# Fork rake.



## badge118 (Dec 26, 2002)

I know some people will see this as blasphemy but here goes. I current have the MxL. I love the bike, but am looking to shave weight. I have carbon bars, seat post and a light weight stem. I have also ordered the FSA Pro Carbon COmpact Crank with Ti ISIS BB. The only other LARGE weight savings I can see is by swapping the fork, however close to $700.00 seems ridiculous for the Star (currently running a Flash). Now The Alpha Q Sub 3 is by all reports a great fork, weighs less and costs less than $400.00. The issue is rake, the Colnago Rakes per Trial-Tir is 43, I can get a 44 for the Alpha. Would 1 degree of difference really change the handling of the bike, and if so how would 1+ degree alter the handling?


----------



## mhinman (Mar 27, 2004)

*Measured in mm not degrees*

Fork rake is measured in mm not degrees. Draw an imaginary line straight down the center of the steerer tube. The rake is the distance in mm from this line to the center of the wheel axle. A 44 should be fine.


----------



## badge118 (Dec 26, 2002)

mhinman said:


> Fork rake is measured in mm not degrees. Draw an imaginary line straight down the center of the steerer tube. The rake is the distance in mm from this line to the center of the wheel axle. A 44 should be fine.[/QUOTE
> 
> Sorry I said degrees rather than mm. MM is what I met, I work way to much and get far too little sleep . I noticed another possible problem and this was the length of the fork from crown to axle. The Nag fork is shorter in this respect from others by about a full cm. Can't get much more proprietary than that.  All the numbers I am getting right now are from the manufacturer web sites BTW.


----------



## boneman (Nov 26, 2001)

*Should be fine with the 44mm*

Not sure what size your MXL is but the Alpha Q Sub 3 is a nice fork. I have a Star on my C40 and the Alpha on my Vortex. The forks have very similar ride and handling characteristics. I rate them both equally on a subjective basis.

The Alpha is designed to work with the alloy insert which is epoxied into the steerer after the steerer has been cut to size so it helps to have your position dialled in although you can still cut the steerer, with the insert already bonded in, by a further 20mm if needed. It is really quite easy. The most difficult part is waiting for the epoxy to cure.

FWIW, I'd stick with the Flash. You're only going to save 100 gr. or so (Alpha Sub 3 weight is w/o the required insert). I have a Colnago Tecnos with a threadless Prescia steel fork, and the stiff connectiion from a steel steerer is unmatched IMHO. I also had an alloy steerer on a Pesenti (Mizuno) fork on a steel custom and it was more direct feeling than the carbon steerer forks. If you must have the weight savings, the Alpha's a good choice but if it were my ride, I'd keep the Flash.



badge118 said:


> mhinman said:
> 
> 
> > Fork rake is measured in mm not degrees. Draw an imaginary line straight down the center of the steerer tube. The rake is the distance in mm from this line to the center of the wheel axle. A 44 should be fine.[/QUOTE
> ...


----------

Request 1:
Using the fork rake thread, decide whether each statement is true: (a) Fork rake is measured in degrees. (b) The Alpha Q Sub 3 costs less than $400.00. (c) boneman would keep the Flash fork. Answer yes or no for each and quote the deciding words.

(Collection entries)
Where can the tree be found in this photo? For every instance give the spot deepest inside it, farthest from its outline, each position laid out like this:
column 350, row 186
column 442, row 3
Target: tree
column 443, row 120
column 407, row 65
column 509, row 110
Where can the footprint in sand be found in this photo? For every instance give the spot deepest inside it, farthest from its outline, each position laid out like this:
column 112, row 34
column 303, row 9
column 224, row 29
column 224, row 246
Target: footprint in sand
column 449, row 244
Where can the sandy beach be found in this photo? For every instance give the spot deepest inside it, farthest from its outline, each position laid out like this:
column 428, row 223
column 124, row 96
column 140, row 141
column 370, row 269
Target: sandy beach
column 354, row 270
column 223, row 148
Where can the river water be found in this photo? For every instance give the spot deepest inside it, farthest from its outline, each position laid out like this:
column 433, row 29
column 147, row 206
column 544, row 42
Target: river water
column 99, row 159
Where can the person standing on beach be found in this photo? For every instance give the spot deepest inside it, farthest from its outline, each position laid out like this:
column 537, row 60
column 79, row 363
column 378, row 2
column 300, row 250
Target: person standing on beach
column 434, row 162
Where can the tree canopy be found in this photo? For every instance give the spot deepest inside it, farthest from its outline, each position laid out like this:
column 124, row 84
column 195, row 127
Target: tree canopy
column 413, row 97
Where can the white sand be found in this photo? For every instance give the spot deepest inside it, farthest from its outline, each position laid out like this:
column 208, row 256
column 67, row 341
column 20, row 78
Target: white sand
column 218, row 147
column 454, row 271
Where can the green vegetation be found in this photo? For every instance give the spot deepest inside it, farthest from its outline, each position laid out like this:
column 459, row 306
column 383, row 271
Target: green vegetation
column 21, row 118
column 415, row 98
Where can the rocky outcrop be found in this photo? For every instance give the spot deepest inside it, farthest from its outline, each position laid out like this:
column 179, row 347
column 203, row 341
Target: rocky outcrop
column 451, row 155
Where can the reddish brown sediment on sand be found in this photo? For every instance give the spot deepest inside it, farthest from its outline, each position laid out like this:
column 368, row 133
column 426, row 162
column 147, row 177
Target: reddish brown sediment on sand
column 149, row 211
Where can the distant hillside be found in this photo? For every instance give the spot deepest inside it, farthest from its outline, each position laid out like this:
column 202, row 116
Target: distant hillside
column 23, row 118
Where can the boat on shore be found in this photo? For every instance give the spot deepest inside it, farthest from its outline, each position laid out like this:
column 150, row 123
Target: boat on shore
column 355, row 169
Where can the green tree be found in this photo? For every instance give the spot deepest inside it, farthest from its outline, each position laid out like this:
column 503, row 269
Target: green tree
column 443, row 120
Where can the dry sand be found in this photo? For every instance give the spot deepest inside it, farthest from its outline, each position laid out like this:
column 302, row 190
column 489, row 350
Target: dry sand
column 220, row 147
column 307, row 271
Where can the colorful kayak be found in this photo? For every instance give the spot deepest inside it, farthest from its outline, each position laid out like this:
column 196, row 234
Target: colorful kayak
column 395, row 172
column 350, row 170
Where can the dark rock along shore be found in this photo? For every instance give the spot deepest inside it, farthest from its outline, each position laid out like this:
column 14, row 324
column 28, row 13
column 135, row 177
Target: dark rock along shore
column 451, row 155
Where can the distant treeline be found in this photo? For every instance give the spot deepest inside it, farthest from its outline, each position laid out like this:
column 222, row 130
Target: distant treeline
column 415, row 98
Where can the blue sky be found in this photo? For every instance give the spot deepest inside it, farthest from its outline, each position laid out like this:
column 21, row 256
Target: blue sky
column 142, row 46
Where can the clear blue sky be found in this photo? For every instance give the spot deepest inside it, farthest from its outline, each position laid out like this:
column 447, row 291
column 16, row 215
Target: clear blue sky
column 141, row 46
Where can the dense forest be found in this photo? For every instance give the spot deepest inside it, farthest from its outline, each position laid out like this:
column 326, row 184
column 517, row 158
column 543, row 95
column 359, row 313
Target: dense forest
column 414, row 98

Request 2:
Extract every line of the records that contains the word "white". Case counts.

Exercise output 1:
(a) No: "Fork rake is measured in mm not degrees."
(b) Yes: "weighs less and costs less than $400.00"
(c) Yes: "if it were my ride, I'd keep the Flash."

Exercise output 2:
Where can the white sand be found in this photo? For every instance give the spot deepest inside it, farthest from its outline, each position laid out like this:
Target: white sand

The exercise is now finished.